[Given exercise]:
Reproduce the records below, substituting "all instances" for every occurrence of "every instance" and leaving all other text unchanged.

[Supplied records]:
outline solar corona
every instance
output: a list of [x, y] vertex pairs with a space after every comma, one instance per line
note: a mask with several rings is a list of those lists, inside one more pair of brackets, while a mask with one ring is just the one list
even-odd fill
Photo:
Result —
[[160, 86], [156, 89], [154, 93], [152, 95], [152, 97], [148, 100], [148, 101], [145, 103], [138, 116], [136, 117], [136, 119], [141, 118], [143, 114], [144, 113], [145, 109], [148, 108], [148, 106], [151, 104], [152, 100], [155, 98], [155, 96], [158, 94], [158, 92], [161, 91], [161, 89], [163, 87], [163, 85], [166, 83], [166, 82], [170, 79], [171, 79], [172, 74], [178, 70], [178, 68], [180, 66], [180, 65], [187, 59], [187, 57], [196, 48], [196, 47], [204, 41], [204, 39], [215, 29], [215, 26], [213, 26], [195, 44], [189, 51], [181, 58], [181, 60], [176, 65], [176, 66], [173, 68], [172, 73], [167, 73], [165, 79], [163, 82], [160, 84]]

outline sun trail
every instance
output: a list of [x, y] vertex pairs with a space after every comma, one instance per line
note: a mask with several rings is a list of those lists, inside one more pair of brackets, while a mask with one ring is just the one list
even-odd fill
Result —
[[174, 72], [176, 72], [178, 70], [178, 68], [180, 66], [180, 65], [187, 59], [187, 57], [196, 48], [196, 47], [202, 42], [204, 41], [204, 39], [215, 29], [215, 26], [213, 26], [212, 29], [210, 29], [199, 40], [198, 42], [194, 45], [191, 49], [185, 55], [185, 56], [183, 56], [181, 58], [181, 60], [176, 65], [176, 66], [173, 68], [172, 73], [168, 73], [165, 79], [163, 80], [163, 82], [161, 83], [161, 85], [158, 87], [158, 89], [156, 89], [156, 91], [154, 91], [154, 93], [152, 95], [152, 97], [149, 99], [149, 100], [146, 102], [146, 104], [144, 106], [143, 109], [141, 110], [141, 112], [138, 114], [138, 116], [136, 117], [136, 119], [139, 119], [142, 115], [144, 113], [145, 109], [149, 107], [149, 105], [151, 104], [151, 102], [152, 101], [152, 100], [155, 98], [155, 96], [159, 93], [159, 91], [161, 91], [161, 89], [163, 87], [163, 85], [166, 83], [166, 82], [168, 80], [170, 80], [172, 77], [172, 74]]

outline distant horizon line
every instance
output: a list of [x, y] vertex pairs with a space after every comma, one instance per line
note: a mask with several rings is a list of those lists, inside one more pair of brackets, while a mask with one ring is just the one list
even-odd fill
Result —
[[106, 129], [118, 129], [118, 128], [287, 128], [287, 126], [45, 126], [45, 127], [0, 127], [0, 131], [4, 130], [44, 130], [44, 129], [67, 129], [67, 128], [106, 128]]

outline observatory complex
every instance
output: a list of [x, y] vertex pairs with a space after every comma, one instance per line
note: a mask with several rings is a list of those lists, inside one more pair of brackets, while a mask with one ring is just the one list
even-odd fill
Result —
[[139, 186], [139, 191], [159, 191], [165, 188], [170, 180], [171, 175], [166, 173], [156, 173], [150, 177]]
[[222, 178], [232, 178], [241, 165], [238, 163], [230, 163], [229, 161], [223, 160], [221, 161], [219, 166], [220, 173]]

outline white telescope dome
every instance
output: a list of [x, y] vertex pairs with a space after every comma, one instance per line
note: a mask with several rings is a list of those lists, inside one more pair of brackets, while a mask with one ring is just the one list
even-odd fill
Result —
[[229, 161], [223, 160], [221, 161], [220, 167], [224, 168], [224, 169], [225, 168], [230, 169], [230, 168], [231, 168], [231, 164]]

[Task result]:
outline solar corona
all instances
output: a list of [x, y] vertex pairs with a space after every comma, one instance per line
note: a mask with several rings is a list of those lists, inside one more pair of brackets, while a mask with one ring is just the one list
even-odd fill
Photo:
Result —
[[160, 86], [156, 89], [154, 93], [152, 95], [152, 97], [148, 100], [148, 101], [145, 103], [138, 116], [136, 117], [136, 119], [141, 118], [143, 114], [144, 113], [145, 109], [148, 108], [148, 106], [151, 104], [152, 100], [155, 98], [155, 96], [158, 94], [158, 92], [161, 91], [161, 89], [163, 87], [163, 85], [166, 83], [166, 82], [170, 79], [171, 79], [172, 74], [178, 70], [178, 68], [180, 66], [180, 65], [187, 59], [187, 57], [196, 48], [196, 47], [204, 41], [204, 39], [215, 29], [215, 26], [213, 26], [195, 44], [189, 51], [181, 58], [181, 60], [176, 65], [176, 66], [173, 68], [172, 73], [167, 73], [165, 79], [163, 82], [160, 84]]

outline sun trail
all instances
output: a list of [x, y] vertex pairs with a space after every comma, one instance per line
note: a mask with several rings is a list of those lists, inside one more pair of brackets, while a mask with one ring is just the one list
even-odd fill
Result —
[[174, 72], [176, 72], [178, 70], [178, 68], [180, 66], [180, 65], [187, 59], [187, 57], [196, 48], [196, 47], [202, 42], [204, 41], [204, 39], [215, 29], [215, 26], [213, 26], [212, 29], [210, 29], [199, 40], [198, 42], [194, 45], [191, 49], [185, 55], [185, 56], [183, 56], [181, 58], [181, 60], [176, 65], [176, 66], [173, 68], [172, 73], [168, 73], [165, 79], [163, 80], [163, 82], [161, 83], [161, 85], [158, 87], [158, 89], [156, 89], [156, 91], [154, 91], [154, 93], [152, 95], [152, 97], [149, 99], [149, 100], [146, 102], [146, 104], [144, 106], [143, 109], [141, 110], [141, 112], [138, 114], [138, 116], [136, 117], [136, 119], [139, 119], [142, 115], [144, 113], [145, 109], [149, 107], [149, 105], [151, 104], [151, 102], [152, 101], [152, 100], [155, 98], [155, 96], [159, 93], [159, 91], [161, 91], [161, 89], [163, 87], [163, 85], [166, 83], [166, 82], [168, 80], [170, 80], [172, 77], [172, 74]]

outline distant horizon line
all instances
output: a list of [x, y] vertex pairs with a space after every comma, one instance per line
note: a mask with several rings is a list of those lists, inside one more pair of brackets, while a mask with one ring is just the one list
even-odd fill
Result —
[[106, 129], [118, 129], [118, 128], [287, 128], [287, 126], [45, 126], [45, 127], [0, 127], [0, 131], [4, 130], [44, 130], [44, 129], [67, 129], [67, 128], [106, 128]]

outline observatory complex
all instances
output: a list of [x, y] vertex pairs with a space after every comma, one instance per line
note: a mask with several rings is a list of those lists, inside one more pair of brackets, while a mask with one ring is just the one list
even-odd fill
Result —
[[139, 186], [139, 191], [159, 191], [165, 188], [170, 180], [171, 175], [166, 173], [156, 173], [150, 177]]
[[222, 178], [232, 178], [241, 165], [238, 163], [230, 163], [229, 161], [223, 160], [221, 161], [219, 166], [220, 173]]

outline white telescope dome
all instances
output: a list of [x, y] vertex pairs with a space after every comma, one instance per line
note: a mask with several rings is a list of those lists, inside one more pair of brackets, while a mask with one ring is just the one list
even-odd fill
Result —
[[229, 161], [223, 160], [221, 161], [220, 167], [224, 168], [224, 169], [225, 168], [230, 169], [230, 168], [231, 168], [231, 164]]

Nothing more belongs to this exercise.